#### [Directions for this task]
Count the lines in the records below that contain the string "background", matching case exactly. Reply with the number only.

[Begin Dataset records]

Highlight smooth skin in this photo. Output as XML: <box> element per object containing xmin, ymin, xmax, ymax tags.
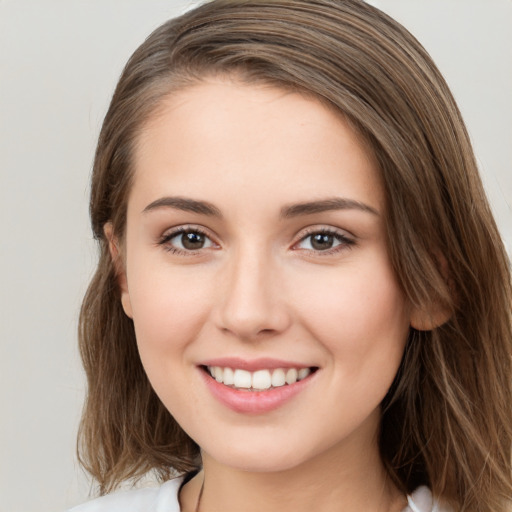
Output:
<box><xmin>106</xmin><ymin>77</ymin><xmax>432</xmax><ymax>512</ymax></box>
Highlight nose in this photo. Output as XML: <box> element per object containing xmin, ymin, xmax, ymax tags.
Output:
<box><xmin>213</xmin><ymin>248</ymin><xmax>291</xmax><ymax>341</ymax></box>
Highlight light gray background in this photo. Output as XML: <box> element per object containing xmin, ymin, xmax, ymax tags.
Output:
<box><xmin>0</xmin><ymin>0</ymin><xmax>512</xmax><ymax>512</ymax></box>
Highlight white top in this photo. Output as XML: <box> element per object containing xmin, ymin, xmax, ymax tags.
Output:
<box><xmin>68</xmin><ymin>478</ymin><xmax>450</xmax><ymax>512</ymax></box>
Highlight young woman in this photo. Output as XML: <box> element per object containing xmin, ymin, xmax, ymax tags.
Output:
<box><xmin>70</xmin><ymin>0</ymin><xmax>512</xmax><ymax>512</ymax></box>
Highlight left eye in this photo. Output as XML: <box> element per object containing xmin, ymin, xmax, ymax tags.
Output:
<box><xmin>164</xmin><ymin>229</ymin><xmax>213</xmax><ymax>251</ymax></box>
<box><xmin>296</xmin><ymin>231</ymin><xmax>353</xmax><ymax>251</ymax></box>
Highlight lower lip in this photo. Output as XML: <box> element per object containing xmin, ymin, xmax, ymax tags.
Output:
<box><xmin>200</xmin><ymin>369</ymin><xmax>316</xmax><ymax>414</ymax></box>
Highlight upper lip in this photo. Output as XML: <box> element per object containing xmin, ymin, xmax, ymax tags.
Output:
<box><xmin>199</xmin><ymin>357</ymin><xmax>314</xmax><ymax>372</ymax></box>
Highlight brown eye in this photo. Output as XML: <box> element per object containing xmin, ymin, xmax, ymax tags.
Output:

[End Dataset records]
[Begin Dataset records]

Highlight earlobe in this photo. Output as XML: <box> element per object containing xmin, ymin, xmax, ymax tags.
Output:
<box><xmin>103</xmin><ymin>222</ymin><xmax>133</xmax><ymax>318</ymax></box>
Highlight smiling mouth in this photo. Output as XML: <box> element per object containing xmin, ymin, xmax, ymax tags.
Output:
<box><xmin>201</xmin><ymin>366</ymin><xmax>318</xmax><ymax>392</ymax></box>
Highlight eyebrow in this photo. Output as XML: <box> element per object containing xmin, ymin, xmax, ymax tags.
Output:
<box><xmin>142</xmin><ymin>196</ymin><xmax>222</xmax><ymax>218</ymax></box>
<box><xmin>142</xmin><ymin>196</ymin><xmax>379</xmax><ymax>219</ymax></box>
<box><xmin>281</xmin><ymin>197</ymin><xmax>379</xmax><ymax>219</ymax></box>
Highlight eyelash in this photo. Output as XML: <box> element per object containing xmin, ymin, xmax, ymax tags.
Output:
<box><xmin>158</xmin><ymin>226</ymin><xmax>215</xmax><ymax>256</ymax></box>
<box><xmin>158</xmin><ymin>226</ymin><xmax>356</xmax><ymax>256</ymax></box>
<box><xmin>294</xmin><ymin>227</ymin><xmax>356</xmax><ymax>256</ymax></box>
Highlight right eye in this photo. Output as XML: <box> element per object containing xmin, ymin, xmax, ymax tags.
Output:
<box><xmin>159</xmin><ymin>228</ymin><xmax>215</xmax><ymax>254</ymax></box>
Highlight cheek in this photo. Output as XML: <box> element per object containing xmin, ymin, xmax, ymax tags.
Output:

[End Dataset records]
[Begin Dataset records]

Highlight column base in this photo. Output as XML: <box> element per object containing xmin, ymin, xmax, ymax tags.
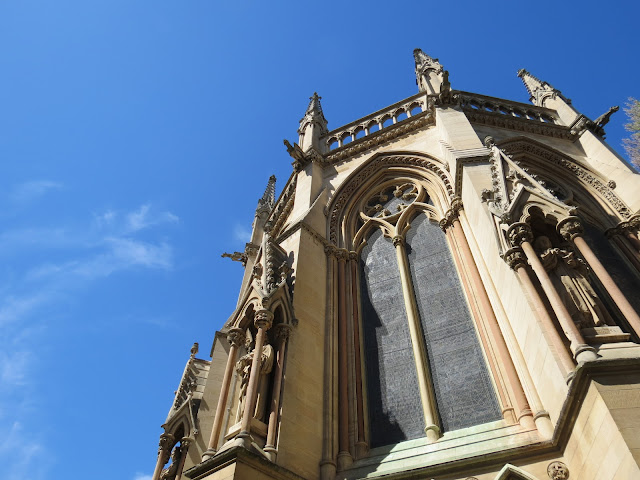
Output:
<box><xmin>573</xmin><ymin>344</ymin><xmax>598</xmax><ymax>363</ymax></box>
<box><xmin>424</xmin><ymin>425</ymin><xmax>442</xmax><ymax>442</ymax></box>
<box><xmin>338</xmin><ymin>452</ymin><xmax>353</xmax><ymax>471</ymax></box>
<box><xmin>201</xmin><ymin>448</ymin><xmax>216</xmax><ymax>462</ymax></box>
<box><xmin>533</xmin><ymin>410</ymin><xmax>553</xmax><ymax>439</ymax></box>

[End Dataset records]

#### [Completed exercise]
1